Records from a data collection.
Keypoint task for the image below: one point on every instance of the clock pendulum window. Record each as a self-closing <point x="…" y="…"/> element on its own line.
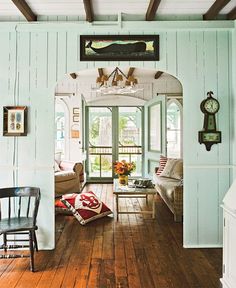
<point x="209" y="135"/>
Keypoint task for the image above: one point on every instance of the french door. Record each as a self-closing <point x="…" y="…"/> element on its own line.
<point x="113" y="133"/>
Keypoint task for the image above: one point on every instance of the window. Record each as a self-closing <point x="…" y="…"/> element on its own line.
<point x="174" y="129"/>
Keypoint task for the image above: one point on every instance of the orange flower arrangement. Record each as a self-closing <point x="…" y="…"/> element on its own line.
<point x="123" y="167"/>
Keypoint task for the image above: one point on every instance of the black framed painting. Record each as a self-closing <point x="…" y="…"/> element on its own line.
<point x="119" y="47"/>
<point x="15" y="120"/>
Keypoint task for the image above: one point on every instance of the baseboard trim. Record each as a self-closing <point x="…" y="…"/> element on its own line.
<point x="224" y="284"/>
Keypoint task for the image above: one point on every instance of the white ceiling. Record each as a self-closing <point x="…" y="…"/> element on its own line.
<point x="101" y="8"/>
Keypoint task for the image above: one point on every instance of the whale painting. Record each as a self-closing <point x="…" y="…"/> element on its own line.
<point x="119" y="47"/>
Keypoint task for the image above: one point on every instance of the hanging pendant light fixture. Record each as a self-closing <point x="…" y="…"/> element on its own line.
<point x="117" y="83"/>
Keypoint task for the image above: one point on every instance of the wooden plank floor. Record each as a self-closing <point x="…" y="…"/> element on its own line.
<point x="136" y="251"/>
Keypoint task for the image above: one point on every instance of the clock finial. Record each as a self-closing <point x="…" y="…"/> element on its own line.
<point x="210" y="93"/>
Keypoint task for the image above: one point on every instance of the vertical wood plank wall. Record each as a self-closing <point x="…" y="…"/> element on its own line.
<point x="34" y="57"/>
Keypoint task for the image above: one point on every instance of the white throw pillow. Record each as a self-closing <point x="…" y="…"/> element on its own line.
<point x="56" y="167"/>
<point x="58" y="157"/>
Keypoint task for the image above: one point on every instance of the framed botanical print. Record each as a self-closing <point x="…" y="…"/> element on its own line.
<point x="15" y="120"/>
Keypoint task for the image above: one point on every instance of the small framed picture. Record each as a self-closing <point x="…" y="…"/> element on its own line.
<point x="75" y="110"/>
<point x="75" y="118"/>
<point x="14" y="120"/>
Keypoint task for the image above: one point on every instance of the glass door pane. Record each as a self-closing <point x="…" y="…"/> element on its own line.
<point x="100" y="142"/>
<point x="173" y="131"/>
<point x="130" y="137"/>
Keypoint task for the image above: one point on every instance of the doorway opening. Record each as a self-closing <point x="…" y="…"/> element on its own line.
<point x="113" y="133"/>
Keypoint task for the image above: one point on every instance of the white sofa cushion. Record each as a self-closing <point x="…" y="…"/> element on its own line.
<point x="173" y="169"/>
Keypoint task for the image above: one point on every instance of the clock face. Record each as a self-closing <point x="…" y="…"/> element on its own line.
<point x="211" y="105"/>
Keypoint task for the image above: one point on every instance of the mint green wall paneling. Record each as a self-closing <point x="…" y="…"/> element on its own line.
<point x="161" y="64"/>
<point x="191" y="208"/>
<point x="208" y="205"/>
<point x="233" y="119"/>
<point x="12" y="74"/>
<point x="7" y="81"/>
<point x="23" y="63"/>
<point x="42" y="46"/>
<point x="52" y="59"/>
<point x="223" y="95"/>
<point x="4" y="67"/>
<point x="192" y="95"/>
<point x="210" y="84"/>
<point x="33" y="61"/>
<point x="223" y="186"/>
<point x="190" y="55"/>
<point x="210" y="60"/>
<point x="61" y="51"/>
<point x="72" y="50"/>
<point x="24" y="98"/>
<point x="171" y="60"/>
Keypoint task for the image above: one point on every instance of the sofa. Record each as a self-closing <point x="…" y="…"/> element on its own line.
<point x="168" y="181"/>
<point x="69" y="177"/>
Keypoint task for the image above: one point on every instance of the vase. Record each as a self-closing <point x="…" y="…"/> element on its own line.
<point x="123" y="180"/>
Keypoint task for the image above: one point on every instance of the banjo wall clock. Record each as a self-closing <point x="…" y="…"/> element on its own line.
<point x="209" y="135"/>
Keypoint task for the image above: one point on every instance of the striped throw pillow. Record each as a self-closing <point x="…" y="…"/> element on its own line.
<point x="162" y="164"/>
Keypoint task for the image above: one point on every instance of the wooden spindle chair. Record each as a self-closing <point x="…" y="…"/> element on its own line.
<point x="18" y="214"/>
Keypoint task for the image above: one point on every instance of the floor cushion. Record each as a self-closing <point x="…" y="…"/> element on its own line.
<point x="85" y="206"/>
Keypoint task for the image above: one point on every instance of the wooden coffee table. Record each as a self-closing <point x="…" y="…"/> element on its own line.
<point x="134" y="192"/>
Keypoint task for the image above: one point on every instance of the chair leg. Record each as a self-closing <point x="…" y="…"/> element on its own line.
<point x="31" y="250"/>
<point x="5" y="241"/>
<point x="35" y="241"/>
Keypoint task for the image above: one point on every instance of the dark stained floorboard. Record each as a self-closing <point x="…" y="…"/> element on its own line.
<point x="134" y="252"/>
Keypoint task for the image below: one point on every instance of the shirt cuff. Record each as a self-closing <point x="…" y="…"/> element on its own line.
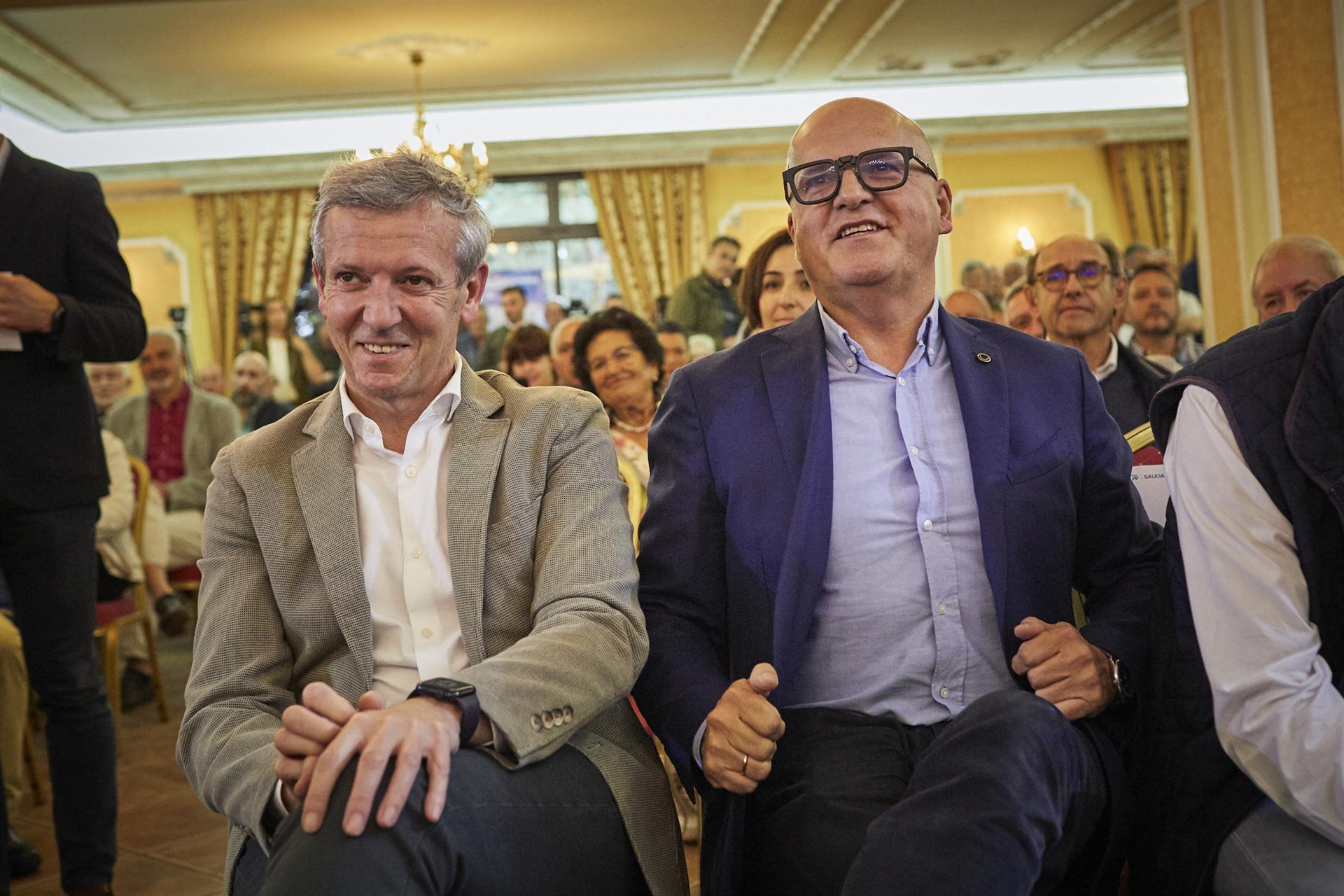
<point x="695" y="745"/>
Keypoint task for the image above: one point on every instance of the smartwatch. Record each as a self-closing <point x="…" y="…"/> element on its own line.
<point x="458" y="692"/>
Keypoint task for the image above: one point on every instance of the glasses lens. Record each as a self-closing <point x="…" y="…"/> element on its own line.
<point x="882" y="169"/>
<point x="815" y="182"/>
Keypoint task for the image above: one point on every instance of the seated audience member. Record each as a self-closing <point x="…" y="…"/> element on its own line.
<point x="24" y="858"/>
<point x="707" y="302"/>
<point x="493" y="634"/>
<point x="1245" y="729"/>
<point x="514" y="301"/>
<point x="774" y="289"/>
<point x="211" y="379"/>
<point x="853" y="654"/>
<point x="176" y="430"/>
<point x="253" y="393"/>
<point x="1021" y="312"/>
<point x="292" y="363"/>
<point x="562" y="352"/>
<point x="699" y="346"/>
<point x="676" y="348"/>
<point x="108" y="383"/>
<point x="969" y="302"/>
<point x="527" y="356"/>
<point x="1077" y="286"/>
<point x="1289" y="270"/>
<point x="1154" y="311"/>
<point x="554" y="315"/>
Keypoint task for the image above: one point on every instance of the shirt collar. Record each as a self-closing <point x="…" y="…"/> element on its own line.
<point x="442" y="407"/>
<point x="843" y="348"/>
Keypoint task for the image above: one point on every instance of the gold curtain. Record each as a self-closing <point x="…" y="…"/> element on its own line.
<point x="253" y="246"/>
<point x="1154" y="194"/>
<point x="652" y="220"/>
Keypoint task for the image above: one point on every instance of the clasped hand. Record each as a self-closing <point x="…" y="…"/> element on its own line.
<point x="323" y="732"/>
<point x="742" y="726"/>
<point x="1063" y="668"/>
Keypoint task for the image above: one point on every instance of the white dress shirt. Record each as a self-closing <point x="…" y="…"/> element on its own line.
<point x="1276" y="710"/>
<point x="402" y="507"/>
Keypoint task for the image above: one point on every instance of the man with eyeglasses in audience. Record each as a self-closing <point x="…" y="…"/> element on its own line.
<point x="1077" y="285"/>
<point x="1289" y="270"/>
<point x="860" y="654"/>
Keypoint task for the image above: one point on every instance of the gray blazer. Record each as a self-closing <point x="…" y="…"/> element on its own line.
<point x="211" y="424"/>
<point x="545" y="582"/>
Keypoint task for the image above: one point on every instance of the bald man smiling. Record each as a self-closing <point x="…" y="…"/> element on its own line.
<point x="859" y="654"/>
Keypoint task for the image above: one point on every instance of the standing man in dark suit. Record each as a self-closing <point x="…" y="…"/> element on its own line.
<point x="857" y="562"/>
<point x="65" y="298"/>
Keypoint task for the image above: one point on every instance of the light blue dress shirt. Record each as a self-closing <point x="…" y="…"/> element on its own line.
<point x="906" y="624"/>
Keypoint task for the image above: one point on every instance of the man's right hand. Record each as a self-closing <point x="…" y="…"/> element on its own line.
<point x="742" y="726"/>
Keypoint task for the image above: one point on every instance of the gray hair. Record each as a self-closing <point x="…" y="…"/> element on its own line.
<point x="166" y="331"/>
<point x="397" y="182"/>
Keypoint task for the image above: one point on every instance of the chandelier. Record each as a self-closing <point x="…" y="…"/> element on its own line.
<point x="467" y="160"/>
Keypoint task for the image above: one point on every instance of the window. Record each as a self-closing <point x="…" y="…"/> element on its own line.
<point x="546" y="241"/>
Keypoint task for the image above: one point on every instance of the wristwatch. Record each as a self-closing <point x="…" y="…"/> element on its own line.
<point x="458" y="692"/>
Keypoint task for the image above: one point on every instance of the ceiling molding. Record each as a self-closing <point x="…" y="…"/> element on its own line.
<point x="762" y="26"/>
<point x="874" y="30"/>
<point x="818" y="24"/>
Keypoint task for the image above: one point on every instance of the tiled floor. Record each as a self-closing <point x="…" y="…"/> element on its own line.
<point x="169" y="844"/>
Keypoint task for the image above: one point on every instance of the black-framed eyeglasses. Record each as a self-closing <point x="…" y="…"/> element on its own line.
<point x="1057" y="279"/>
<point x="818" y="182"/>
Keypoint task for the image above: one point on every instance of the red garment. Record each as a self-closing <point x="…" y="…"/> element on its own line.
<point x="167" y="431"/>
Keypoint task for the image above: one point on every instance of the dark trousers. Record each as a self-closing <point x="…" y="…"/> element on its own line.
<point x="552" y="830"/>
<point x="48" y="561"/>
<point x="993" y="802"/>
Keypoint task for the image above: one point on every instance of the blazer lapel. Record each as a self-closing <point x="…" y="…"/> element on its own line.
<point x="324" y="480"/>
<point x="476" y="447"/>
<point x="800" y="400"/>
<point x="17" y="191"/>
<point x="981" y="381"/>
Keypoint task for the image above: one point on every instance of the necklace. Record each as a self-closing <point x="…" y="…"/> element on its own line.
<point x="628" y="428"/>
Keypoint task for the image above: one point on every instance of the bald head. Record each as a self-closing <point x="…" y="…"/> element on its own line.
<point x="969" y="302"/>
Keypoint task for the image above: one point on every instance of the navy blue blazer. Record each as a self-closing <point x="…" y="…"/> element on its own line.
<point x="736" y="538"/>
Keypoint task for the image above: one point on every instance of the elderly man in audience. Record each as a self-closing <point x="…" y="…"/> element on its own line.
<point x="253" y="393"/>
<point x="1245" y="752"/>
<point x="1021" y="312"/>
<point x="1077" y="286"/>
<point x="1289" y="270"/>
<point x="676" y="348"/>
<point x="1154" y="311"/>
<point x="562" y="352"/>
<point x="969" y="302"/>
<point x="176" y="430"/>
<point x="855" y="654"/>
<point x="344" y="666"/>
<point x="707" y="302"/>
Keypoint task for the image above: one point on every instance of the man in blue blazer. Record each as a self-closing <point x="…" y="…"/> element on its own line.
<point x="858" y="559"/>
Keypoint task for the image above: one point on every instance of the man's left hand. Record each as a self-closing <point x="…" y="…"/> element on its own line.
<point x="1063" y="668"/>
<point x="24" y="305"/>
<point x="413" y="731"/>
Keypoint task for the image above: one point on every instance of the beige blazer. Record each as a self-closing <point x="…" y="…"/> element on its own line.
<point x="545" y="582"/>
<point x="213" y="422"/>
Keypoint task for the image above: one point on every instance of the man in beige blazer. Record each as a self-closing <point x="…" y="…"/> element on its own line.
<point x="419" y="622"/>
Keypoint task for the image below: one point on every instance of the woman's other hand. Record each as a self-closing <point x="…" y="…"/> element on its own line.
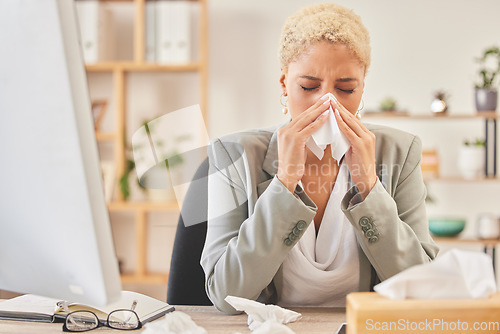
<point x="360" y="157"/>
<point x="292" y="140"/>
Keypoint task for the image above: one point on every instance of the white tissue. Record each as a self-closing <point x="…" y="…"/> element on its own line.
<point x="174" y="323"/>
<point x="259" y="313"/>
<point x="455" y="274"/>
<point x="328" y="134"/>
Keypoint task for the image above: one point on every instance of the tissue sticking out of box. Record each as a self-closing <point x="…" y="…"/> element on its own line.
<point x="455" y="274"/>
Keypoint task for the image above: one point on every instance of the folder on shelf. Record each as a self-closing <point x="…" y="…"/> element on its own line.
<point x="41" y="309"/>
<point x="150" y="38"/>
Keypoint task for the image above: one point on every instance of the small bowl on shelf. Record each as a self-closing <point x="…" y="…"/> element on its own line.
<point x="446" y="227"/>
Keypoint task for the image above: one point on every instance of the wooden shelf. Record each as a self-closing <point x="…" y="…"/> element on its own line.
<point x="142" y="206"/>
<point x="119" y="72"/>
<point x="161" y="279"/>
<point x="399" y="115"/>
<point x="142" y="67"/>
<point x="105" y="136"/>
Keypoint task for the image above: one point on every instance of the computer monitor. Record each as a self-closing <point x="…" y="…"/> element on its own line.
<point x="55" y="235"/>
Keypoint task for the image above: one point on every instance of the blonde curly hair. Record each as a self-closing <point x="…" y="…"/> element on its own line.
<point x="328" y="21"/>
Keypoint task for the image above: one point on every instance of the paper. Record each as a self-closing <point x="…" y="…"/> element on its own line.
<point x="328" y="134"/>
<point x="259" y="314"/>
<point x="174" y="323"/>
<point x="455" y="274"/>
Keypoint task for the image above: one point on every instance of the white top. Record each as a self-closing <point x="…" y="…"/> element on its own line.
<point x="321" y="270"/>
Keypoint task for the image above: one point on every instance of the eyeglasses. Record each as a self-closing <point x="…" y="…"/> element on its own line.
<point x="82" y="321"/>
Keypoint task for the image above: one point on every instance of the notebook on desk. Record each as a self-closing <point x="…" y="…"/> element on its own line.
<point x="35" y="308"/>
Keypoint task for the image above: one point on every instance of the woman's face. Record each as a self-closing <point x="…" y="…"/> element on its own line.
<point x="324" y="68"/>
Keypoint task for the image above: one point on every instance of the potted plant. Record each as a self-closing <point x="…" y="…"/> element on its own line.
<point x="486" y="94"/>
<point x="471" y="159"/>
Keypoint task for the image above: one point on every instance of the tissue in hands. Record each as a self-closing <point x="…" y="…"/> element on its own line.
<point x="328" y="134"/>
<point x="259" y="313"/>
<point x="455" y="274"/>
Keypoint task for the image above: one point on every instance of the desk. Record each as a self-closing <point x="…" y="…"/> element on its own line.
<point x="314" y="320"/>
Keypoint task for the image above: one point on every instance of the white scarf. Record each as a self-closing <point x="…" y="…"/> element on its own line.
<point x="321" y="270"/>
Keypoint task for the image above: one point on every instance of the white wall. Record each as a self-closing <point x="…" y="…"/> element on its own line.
<point x="418" y="47"/>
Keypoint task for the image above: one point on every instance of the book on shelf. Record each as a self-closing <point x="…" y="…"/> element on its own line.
<point x="42" y="309"/>
<point x="96" y="31"/>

DIRECTION.
Turn the stretch of the listing from the line containing "the tissue in" through the end of the listing into a numbered list, leaving out any blank lines.

ANSWER TO THIS TASK.
1. Keypoint task for the image above: one point on every instance of the tissue in hands. Record each as a self-closing <point x="…" y="…"/> element on its own line.
2. <point x="328" y="134"/>
3. <point x="259" y="313"/>
4. <point x="455" y="274"/>
5. Keypoint task for the image above: one point on every instance of the desk. Record each as a self-closing <point x="…" y="…"/> element on its own line.
6. <point x="314" y="320"/>
7. Keypoint task for the image above: one point on every instance of the white scarf. Record each as a self-closing <point x="…" y="…"/> element on its own line.
8. <point x="321" y="270"/>
9. Keypoint task for the image above: one point on every instance of the white wall. Record each as a self-closing <point x="…" y="…"/> element on its own line.
10. <point x="418" y="47"/>
11. Keypoint task for the image above: one point on every instance of the book on shelf. Record each as a self-closing <point x="…" y="…"/> element on its own line.
12. <point x="42" y="309"/>
13. <point x="96" y="31"/>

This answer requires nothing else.